# Supplied text
From The Grindhouse Cinema Database

< Patrick

Go along with the basic premise of Patrick and you'll be rewarded with a modestly subdued, slow-paced psychological film which, instead of giving you some cheap jolts and blood, delivers something more unique and memorable.


Patrick is an Australian film originally released in the U.S. in 1978--the same year, Mad Max was released. Both films wound up being dubbed for U.S. release because it was believed the thick Aussie accents might hurt potential box office (the original non-dub version is what's on the DVD and the accents are not thick enough that they would cause any problems). Both films opened the doors for several well-crafted Australian films to be released in the U.S. Also in 1978, a similar low budget film (from England) was released called The Medusa Touch with Richard Burton (who had last been seen in Exorcist 2). That film had a very similar premise to Patrick (with names like Burton, and the Omen's Lee Remick) but it tried to become an Irwin Allen disaster film and its execution was terrible on several levels. Patrick came out first and was seen and appreciated by enough people to have a small cult following. It was a banner year for psycho kinesis in the movies

Psychokinesis was made into a plausible plot for horror movies thanks to Stephen King who reinvented psychic power and monsters of the id into psycho kinesis via his novel Carrie (and later Dead Zone & Firestarter etc). Psychic phenomena exploded in the movies with better examples being Dario Argento's Deep Red (1975), Brian DePalma's Carrie (1976), and later The Fury (1978). It's used as a power, The Force, in Star Wars (1977), makes Jason Voorhees seemingly immortal in the Friday The 13th films, and on and on it goes.

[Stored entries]
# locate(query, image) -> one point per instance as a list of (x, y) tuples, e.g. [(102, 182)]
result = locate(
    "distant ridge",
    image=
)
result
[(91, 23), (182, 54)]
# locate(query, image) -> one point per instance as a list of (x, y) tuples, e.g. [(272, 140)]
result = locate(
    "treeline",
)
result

# Exercise aim
Please retype the Patrick review word for word, everything from "From The Grindhouse" down to "unique and memorable.".

# Answer to the exercise
From The Grindhouse Cinema Database

< Patrick

Go along with the basic premise of Patrick and you'll be rewarded with a modestly subdued, slow-paced psychological film which, instead of giving you some cheap jolts and blood, delivers something more unique and memorable.